• AIM OF THE TASK
Below is a block of records; repeat each one exactly.

>> Begin

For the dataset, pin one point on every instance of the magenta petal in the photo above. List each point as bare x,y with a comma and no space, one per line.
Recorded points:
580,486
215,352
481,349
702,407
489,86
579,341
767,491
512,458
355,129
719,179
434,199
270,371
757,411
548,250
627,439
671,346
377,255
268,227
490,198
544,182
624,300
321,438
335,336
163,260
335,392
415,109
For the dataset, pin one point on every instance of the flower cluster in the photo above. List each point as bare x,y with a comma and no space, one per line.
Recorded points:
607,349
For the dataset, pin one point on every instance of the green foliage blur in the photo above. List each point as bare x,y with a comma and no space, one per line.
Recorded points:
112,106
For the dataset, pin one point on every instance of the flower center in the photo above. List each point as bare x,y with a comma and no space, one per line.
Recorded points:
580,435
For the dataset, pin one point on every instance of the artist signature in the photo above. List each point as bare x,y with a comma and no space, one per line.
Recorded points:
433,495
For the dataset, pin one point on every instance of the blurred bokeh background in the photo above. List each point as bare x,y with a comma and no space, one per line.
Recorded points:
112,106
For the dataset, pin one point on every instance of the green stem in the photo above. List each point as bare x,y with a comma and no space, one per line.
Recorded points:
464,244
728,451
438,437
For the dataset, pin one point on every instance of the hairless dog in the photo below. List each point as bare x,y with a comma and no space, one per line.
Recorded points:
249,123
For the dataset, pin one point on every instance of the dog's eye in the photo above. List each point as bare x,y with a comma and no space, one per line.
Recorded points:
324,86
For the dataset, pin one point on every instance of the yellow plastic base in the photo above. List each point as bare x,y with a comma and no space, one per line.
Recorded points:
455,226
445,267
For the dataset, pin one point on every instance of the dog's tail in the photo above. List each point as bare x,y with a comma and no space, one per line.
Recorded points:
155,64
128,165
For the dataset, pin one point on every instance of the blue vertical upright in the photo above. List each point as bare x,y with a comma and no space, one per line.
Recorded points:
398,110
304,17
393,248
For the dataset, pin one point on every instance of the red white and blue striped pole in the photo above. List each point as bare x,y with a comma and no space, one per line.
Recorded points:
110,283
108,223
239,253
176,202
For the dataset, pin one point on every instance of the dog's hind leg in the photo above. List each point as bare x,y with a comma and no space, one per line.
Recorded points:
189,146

>> End

• CORRECT RESULT
For the dataset, pin one point on every instance of the magenta petal in the photo above. List each point as bare x,y with a comma and no space, one per line.
Recorded points:
580,486
215,352
481,349
702,407
489,86
579,341
767,491
512,458
355,129
719,179
434,199
270,371
757,411
548,250
627,439
671,346
377,255
268,227
490,198
544,182
624,300
321,438
335,336
163,260
335,392
415,109
For the dataset, pin one point on every instance of the flower cluster in the photo above. List each point as bare x,y with a comma and no space, one per line.
Recorded points:
607,349
For the dataset, pin one point on every instance of the green foliage blur in the photo above. List each point as bare x,y with a comma and no space, one per line.
Recorded points:
112,106
For the dataset, pin one point on every instance of the flower center in the photo above. List each point as bare x,y with a comma and no space, one per line.
Recorded points:
580,435
For the dataset, pin one point on every instance of the artist signature in the photo above. List each point as bare x,y with a comma and no space, one per line.
Recorded points:
433,495
For the dataset, pin one point on every instance of the blurred bokeh background in the photo above. List each point as bare x,y with a comma and no space, one per line.
Recorded points:
112,106
For the dataset, pin one point on every instance of the green stem in the photo above. List each point as bare x,y with a comma and no space, one per line.
Recorded points:
464,244
728,451
438,437
For the dataset, pin one point on every instance of the hairless dog in the photo below. List each point as bare x,y with a comma and no space, one per line.
Recorded points:
249,123
For the dataset, pin one point on every instance of the dog's eye in the photo above. List each point as bare x,y with a comma and no space, one per line.
Recorded points:
324,86
For the dataset, pin one point on every instance of the yellow plastic base in the photo above. List each point as bare x,y with a comma and no space, one per line.
Recorded points:
455,226
445,267
For the dataset, pin one point on every instance of the dog's tail in the photo above. List each point as bare x,y with a comma and no space, one per line.
Recorded points:
155,64
128,165
For the dataset, pin one point on every instance of the blue vertical upright in the photo above. List each point as bare x,y with a comma and no space, one per line.
Recorded points:
398,110
304,17
393,248
For the dataset, pin one point on every instance of the red white and blue striped pole in the photo above. List each point as bare x,y with a comma and no space, one per line.
Recorded points:
110,283
108,223
239,253
176,202
For the dataset, pin one point on every instance of the dog's hind leg in the photo above. List each point as bare x,y with a comma and no space, one per line.
Recorded points:
189,146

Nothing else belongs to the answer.